→ Yönergeler:
1. Genelkurmay görüşmesi hakkındaki yazıya göre Genelkurmay karargahındaki görüşmeye hangi bakanlar da katıldı?
2. Genelkurmay görüşmesi hakkındaki yazıda, hazırlıklara bakılarak tahmin edilen gündem maddelerini eksiksiz sıralayın.
3. Genelkurmay görüşmesi hakkındaki yazıyı son cümlesinin ardından sürdürerek tamamlayın.

→ Metin Parçası:

########

Pazartesi günü Milliyet’ten
Devrim Sevimay’a yaptığım şu açıklamayı hatırlatarak lafa girmek istiyorum: “Bu hafta
Başbakan veya hükümet ilişkileri yumuşatmak için askere ziyaret gibi önemli bir
jest yapabilir.”
Devamında ise dedim ki: “Ama bu durum, askerin TSK içindeki cunta faaliyetleri karşısında alacağı tavra göre şekillenecektir.”
O görüşme dün gerçekleşti.
Genelkurmay karargahındaki görüşmeye İçişleri ve
Adalet Bakanı da katıldı.
Hazırlıklara bakarak gündemi okuyacak olursak nelerin konuşulduğu konusunda şu tahmini yapabiliriz; 1- Bülent Arınç’a suikast ve
darbe iddiası kapsamındaki gelişmeler, 2-
Askere
sivil yargı yolunu açan yasal
düzenleme, 3- Emniyet-asker ilişkileri.
Hükümetin de askerin de talepleri var. Daha önemlisi, iki taraf da ilişkilerin normalleştirilmesini istiyor. Ortak paydanın “
demokrasi” olması koşuluyla zirvedeki mutabakatın
ülke yararına olacağı konusunda, eminim, kimsenin kuşkusu yoktur.
Yeni bir sayfa açıldı
Bu zirveden sonra süreç nasıl gelişir, el yordamıyla şu değerlendirmeyi yapabiliriz; sivil yargılamayla ilgili yasaya ilişkin
Anayasa Mahkemesi’nin kararı ortaya çıkmadan yeni bir pozisyon zor gözüküyor. Emniyet-asker ilişkilerinde
iletişim kazalarını önlemeye dönük yeni bir mekanizma kurulabilir. Cuntaya karşı daha etkin önlemler alınması konusunda güçlü bir irade ortaya konabilir.
Bir de ortada küresel aktör olmanın getirdiği uluslararası risklerin yanı sıra “demokratik
açılım” gibi ateşten top var. Bu kanayan yaranın durdurulması ve sürecin az hasarla atlatılabilmesi için kurumlar arası mutabakatın önemi büyüktür.

########

→ Malzeme:

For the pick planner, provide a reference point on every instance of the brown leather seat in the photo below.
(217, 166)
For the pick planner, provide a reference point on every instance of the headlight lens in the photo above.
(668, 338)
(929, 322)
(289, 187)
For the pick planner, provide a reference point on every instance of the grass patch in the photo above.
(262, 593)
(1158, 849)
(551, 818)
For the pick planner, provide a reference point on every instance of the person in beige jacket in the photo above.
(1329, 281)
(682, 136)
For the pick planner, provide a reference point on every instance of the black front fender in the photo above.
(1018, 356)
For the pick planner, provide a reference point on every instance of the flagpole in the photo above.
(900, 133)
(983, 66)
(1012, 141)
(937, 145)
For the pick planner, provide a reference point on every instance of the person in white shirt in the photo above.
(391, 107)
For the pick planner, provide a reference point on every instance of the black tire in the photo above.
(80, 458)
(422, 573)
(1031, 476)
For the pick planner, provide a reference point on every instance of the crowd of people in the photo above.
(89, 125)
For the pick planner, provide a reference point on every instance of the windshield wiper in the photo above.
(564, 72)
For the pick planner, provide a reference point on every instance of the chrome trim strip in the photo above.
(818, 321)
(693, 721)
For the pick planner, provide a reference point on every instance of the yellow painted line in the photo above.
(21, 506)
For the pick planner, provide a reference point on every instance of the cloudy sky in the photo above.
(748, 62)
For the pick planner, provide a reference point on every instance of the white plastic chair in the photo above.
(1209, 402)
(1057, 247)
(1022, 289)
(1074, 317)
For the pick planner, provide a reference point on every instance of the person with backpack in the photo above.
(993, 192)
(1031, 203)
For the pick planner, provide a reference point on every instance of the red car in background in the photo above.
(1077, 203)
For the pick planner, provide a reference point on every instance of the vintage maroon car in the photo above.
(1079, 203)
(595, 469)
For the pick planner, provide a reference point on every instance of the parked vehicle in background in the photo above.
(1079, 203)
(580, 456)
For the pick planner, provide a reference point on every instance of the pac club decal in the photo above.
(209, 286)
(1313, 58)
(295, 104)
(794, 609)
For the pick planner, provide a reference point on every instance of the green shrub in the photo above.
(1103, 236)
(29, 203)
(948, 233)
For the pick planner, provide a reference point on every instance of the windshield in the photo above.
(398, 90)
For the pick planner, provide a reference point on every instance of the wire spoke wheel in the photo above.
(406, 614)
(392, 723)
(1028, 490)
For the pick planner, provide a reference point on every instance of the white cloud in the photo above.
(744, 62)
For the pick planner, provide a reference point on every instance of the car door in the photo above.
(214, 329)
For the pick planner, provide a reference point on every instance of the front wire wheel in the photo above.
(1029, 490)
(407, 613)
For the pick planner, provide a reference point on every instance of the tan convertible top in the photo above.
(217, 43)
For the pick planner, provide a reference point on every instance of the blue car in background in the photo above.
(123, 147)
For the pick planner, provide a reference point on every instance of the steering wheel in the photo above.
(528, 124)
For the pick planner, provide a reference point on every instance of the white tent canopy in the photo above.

########

→ Alıştırma Sonuçları:
1. İçişleri Bakanı ve Adalet Bakanı.

2.
1. Bülent Arınç'a suikast ve darbe iddiası kapsamındaki gelişmeler
2. Askere sivil yargı yolunu açan yasal düzenleme
3. Emniyet-asker ilişkileri

3.
Başbakanın ziyareti ve seçilen mekan, bu açıdan çok önemlidir. Görebildiğim kadarıyla, yeni bir sayfa açılıyor, eski defterler kapatılıyor. Bu sayfanın kara çiziklerle doldurulmaması için hem hükümete hem askere önemli sorumluluk düşüyor.
Özellikle TSK içindeki demokratik rejimi kesintiye uğratma hayaliyle aklı dumura uğramış odakların mutlaka temizlenmesi gerekiyor. Bu konuda
İlker Başbuğ’a daha büyük görev düşüyor.
Kafesleri parçalamazlarsa hep birlikte kafese düşerler.
One Minute rövanşı
Devletin zirvesindeki bu uyum ve sivil-asker ilişkilerinin demokratik eksende yeni tanımı, iç ve dış tahriklere, özellikle Global
Ergenekon’a karşı daha dirençli bir yapının oluşmasını sağlayacaktır.
Türkiye, Global Ergenekon’un tehdidi altındadır. Başbakanın Davos’taki “One Minute” çıkışından sonra bu tehdit, daha da arttı. Özellikle
İsrail istihbarat
örgütü MOSSAD, bu tehdidi körükleyen en önemli faktördür. Hükümet-asker çatışmasından rol kapmaya çalışıyor.
İsrail
İstanbul eski Başkonsolosu Moti Amihai’nin gider ayak yaptığı şu açıklamayı hatırlayın: “
Ordu giderek
İslamlaşıyor...”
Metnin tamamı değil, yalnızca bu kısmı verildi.